• Source extract:

________________________

Gesture Recognition Algorithm


REVISION HISTORY

Revision No.
Description
Date
101
  • Initial release
  • 03/22/2024

    1. Algorithm Description

    The gesture recognition algorithm primarily recognizes 13 types of gestures:

    • Static gestures (10 types): L, dislike, ok, fist, stop, like, yes, one, call, rock
    • Dynamic gestures (3 types): wave_up, wave_down, grip
    • When in use, please follow the standard gestures shown in the figure below to ensure the effectiveness of the algorithm:

    Model Introduction:

    model Function Resolution(w*h) Input Format
    handpose_det36m.img Gesture Detection (Medium) 640*352 yuvsp420_nv12
    handpose_det48m.img Gesture Detection (Medium) 800*480 yuvsp420_nv12
    handpose_det36l.img Gesture Detection (Large) 640*352 yuvsp420_nv12
    handpose_det48l.img Gesture Detection (Large) 800*480 yuvsp420_nv12
    handpose_cls.img Gesture Pose Classification 224*224 yuvsp420_nv12

    2. Interface Calling Process

    The algorithm interface calling process is ALGO_HandPose_CreateHandle->ALGO_HandPose_InitHandle->ALGO_HandPose_GetInputAttr->ALGO_HandPose_SetParams->ALGO_HandPose_Detect->ALGO_HandPose_Cls->ALGO_HandPose_DeinitHandle->ALGO_HandPose_ReleaseHandle.

________________________

• Source material:
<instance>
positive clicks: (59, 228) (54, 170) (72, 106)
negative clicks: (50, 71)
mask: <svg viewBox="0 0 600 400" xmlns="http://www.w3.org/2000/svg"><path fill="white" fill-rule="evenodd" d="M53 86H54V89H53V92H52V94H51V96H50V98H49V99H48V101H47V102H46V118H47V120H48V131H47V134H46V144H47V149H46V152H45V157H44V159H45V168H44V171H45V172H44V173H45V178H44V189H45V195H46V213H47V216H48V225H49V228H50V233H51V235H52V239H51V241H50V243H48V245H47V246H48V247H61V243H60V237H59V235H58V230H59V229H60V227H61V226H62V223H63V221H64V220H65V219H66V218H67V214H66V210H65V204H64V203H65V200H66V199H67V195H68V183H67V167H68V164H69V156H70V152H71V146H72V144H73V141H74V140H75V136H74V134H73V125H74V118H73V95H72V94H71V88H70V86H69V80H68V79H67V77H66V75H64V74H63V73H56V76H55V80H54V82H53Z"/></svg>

________________________

• Activity 1:
In two sentences, summarize the gesture recognition document.
• Activity 2:
According to the gesture recognition document, why should users make the standard gestures when using the algorithm? Answer in one sentence.

• Response box 1:
The gesture recognition algorithm recognizes 13 gestures: 10 static ones (L, dislike, ok, fist, stop, like, yes, one, call, rock) and 3 dynamic ones (wave_up, wave_down, grip). It uses four gesture detection models (medium and large, at 640*352 or 800*480), a 224*224 gesture pose classification model, all with yuvsp420_nv12 input, and its interface is called in the order ALGO_HandPose_CreateHandle, ALGO_HandPose_InitHandle, ALGO_HandPose_GetInputAttr, ALGO_HandPose_SetParams, ALGO_HandPose_Detect, ALGO_HandPose_Cls, ALGO_HandPose_DeinitHandle, ALGO_HandPose_ReleaseHandle.

• Response box 2:
Following the standard gestures ensures the effectiveness of the algorithm.